Goal of the exercise ->
Rewrite the material from its first line through the line containing "[87,139,134,151]" as a two-column CSV headed text and answer, with one row per text-and-answer pair. Put every field in quotes and turn any line breaks within a field into spaces.

▼▼▼

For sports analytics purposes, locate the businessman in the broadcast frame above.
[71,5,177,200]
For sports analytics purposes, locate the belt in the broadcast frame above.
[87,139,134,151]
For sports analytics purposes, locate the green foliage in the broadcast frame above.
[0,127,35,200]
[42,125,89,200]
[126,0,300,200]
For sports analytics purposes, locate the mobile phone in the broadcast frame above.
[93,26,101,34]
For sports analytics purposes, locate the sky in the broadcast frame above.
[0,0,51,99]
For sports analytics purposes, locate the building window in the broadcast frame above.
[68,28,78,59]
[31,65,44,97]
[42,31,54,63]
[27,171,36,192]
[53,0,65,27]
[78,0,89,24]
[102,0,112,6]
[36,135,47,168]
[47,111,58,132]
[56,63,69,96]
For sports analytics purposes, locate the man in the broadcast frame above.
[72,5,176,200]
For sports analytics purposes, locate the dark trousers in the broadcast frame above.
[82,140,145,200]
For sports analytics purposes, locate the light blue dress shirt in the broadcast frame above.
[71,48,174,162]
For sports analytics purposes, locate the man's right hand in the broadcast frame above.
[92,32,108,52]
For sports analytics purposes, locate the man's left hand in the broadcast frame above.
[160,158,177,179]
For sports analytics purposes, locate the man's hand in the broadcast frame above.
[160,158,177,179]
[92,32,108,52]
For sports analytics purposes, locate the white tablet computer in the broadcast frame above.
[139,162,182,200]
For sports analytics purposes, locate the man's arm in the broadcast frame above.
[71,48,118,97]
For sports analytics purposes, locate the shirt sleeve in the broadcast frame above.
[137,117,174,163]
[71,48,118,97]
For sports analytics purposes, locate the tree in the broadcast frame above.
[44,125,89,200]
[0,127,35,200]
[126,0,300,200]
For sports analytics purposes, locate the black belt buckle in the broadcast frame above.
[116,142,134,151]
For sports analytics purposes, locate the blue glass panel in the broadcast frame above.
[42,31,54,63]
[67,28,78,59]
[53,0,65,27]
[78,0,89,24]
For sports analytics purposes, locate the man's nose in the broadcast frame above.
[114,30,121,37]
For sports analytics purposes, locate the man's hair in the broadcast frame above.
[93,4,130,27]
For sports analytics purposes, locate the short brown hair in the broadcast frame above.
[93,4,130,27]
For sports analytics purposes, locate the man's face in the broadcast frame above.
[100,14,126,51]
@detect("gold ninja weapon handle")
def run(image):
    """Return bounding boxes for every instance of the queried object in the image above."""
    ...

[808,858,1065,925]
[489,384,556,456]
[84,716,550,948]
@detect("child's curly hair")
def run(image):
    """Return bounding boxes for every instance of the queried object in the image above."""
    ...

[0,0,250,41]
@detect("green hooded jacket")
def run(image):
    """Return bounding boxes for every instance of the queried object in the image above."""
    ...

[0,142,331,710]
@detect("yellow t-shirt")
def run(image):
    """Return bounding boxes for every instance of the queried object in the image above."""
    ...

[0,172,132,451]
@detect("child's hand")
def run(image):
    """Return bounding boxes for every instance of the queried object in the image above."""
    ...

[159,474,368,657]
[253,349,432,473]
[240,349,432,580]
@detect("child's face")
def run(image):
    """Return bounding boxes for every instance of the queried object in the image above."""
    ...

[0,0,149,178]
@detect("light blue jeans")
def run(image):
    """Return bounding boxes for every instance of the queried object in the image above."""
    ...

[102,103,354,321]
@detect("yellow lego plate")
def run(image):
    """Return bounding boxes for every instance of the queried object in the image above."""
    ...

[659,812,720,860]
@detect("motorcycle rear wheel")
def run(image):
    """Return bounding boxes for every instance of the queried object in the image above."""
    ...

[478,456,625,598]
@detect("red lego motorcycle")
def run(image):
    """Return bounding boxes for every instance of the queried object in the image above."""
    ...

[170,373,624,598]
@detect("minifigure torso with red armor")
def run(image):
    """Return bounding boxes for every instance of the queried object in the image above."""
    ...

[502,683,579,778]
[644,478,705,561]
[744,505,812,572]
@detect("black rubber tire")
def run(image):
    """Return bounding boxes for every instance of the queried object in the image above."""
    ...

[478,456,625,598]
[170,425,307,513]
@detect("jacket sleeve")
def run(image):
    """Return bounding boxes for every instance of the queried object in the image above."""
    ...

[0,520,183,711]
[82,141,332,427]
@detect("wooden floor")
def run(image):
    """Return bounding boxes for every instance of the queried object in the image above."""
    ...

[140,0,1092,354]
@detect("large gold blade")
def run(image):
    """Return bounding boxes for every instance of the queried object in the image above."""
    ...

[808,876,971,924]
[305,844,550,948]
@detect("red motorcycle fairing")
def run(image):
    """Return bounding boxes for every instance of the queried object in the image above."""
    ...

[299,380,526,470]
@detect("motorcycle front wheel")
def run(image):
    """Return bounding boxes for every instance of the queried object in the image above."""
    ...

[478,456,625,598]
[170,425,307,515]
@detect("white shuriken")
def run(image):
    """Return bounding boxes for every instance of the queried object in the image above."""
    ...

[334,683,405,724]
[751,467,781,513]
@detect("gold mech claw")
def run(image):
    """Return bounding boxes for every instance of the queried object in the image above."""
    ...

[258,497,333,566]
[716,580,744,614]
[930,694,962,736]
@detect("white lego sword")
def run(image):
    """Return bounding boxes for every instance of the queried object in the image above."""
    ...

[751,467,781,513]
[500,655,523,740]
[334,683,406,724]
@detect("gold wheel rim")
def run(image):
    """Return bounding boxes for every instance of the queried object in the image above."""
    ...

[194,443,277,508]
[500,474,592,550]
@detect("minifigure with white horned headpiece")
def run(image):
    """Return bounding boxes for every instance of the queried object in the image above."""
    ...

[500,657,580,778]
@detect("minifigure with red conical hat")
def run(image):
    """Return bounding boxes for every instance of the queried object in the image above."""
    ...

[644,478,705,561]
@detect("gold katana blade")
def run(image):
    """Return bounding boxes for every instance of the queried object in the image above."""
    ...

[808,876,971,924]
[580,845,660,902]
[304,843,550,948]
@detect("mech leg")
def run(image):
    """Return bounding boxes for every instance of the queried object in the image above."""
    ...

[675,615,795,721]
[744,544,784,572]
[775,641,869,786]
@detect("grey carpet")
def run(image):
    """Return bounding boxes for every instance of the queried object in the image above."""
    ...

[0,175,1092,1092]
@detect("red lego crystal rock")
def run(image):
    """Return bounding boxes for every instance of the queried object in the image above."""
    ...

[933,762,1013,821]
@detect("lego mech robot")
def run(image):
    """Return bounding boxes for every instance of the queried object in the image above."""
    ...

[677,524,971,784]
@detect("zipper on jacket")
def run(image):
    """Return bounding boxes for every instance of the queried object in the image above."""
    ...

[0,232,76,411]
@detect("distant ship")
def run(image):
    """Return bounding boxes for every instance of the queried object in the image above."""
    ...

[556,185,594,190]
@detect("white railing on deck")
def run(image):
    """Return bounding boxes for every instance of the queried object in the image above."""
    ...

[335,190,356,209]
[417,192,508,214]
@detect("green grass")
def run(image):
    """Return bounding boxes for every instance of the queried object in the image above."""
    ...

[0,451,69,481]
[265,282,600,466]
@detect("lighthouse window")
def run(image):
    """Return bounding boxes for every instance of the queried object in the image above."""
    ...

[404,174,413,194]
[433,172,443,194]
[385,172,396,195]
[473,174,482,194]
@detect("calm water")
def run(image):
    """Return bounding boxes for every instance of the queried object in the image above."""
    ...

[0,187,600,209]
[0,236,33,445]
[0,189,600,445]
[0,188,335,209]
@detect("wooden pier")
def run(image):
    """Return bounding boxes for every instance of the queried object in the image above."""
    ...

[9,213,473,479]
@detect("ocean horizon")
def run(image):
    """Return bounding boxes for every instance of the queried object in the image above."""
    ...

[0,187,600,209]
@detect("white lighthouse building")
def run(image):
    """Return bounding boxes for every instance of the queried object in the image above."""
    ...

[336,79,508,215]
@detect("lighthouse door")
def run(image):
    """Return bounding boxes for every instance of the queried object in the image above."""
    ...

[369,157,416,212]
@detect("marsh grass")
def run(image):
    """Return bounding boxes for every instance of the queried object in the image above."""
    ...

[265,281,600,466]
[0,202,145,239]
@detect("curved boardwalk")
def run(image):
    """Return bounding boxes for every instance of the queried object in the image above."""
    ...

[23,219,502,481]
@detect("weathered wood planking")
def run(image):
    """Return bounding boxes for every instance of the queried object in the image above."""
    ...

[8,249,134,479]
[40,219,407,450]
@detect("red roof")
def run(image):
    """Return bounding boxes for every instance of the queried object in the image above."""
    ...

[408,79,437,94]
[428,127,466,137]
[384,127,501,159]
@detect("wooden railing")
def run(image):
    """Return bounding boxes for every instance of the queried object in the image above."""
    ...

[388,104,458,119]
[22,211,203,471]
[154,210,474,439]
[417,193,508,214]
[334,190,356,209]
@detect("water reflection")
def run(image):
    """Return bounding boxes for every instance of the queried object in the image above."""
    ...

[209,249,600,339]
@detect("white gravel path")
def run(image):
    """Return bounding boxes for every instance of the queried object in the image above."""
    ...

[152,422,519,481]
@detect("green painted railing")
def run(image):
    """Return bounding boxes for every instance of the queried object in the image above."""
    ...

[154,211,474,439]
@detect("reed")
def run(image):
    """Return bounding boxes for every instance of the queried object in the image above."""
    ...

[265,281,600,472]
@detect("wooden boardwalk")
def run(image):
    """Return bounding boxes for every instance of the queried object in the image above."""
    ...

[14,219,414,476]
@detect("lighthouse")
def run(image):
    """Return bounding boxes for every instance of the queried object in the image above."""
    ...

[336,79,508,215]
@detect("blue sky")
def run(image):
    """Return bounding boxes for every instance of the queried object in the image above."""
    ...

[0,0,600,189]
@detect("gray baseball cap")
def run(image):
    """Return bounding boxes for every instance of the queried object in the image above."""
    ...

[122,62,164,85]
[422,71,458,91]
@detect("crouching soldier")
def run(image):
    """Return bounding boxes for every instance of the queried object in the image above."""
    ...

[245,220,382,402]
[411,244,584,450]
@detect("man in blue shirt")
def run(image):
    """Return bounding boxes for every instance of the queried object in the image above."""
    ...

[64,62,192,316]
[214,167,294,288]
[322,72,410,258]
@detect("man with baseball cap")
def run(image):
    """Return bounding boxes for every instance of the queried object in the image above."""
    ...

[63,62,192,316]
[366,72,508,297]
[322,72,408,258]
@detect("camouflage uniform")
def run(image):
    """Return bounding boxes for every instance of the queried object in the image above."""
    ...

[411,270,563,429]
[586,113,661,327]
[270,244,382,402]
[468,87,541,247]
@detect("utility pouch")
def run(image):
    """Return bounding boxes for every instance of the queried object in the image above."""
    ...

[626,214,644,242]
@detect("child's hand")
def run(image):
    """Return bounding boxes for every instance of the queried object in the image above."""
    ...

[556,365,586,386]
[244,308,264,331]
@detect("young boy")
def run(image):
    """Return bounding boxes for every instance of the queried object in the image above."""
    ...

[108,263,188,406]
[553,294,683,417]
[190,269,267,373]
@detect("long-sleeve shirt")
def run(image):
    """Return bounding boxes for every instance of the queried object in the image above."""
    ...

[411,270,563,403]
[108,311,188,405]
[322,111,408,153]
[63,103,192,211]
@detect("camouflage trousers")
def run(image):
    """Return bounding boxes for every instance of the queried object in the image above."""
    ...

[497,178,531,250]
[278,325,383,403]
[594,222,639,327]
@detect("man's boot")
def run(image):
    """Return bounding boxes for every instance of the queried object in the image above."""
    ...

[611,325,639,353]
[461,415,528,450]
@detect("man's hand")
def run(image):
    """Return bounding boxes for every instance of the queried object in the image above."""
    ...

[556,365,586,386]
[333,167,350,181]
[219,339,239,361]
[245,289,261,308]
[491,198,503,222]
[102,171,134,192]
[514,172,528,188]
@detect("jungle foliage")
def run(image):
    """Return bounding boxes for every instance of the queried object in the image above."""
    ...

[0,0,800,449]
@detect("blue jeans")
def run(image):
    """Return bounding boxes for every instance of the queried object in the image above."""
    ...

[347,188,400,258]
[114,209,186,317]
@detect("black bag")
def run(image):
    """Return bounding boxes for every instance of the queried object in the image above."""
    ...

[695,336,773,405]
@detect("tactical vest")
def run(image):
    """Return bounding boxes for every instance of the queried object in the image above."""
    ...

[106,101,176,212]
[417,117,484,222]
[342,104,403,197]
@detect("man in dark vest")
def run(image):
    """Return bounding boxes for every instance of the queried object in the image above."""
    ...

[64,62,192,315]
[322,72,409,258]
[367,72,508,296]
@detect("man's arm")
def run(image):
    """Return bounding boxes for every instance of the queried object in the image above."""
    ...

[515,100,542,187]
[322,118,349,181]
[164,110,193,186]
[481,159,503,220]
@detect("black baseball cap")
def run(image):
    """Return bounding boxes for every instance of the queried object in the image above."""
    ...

▲▲▲

Finished exercise ->
text,answer
"For sports analytics purposes, locate the businessman in the broadcast frame above.","[71,5,177,200]"
"For sports analytics purposes, locate the belt in the broadcast frame above.","[87,139,134,151]"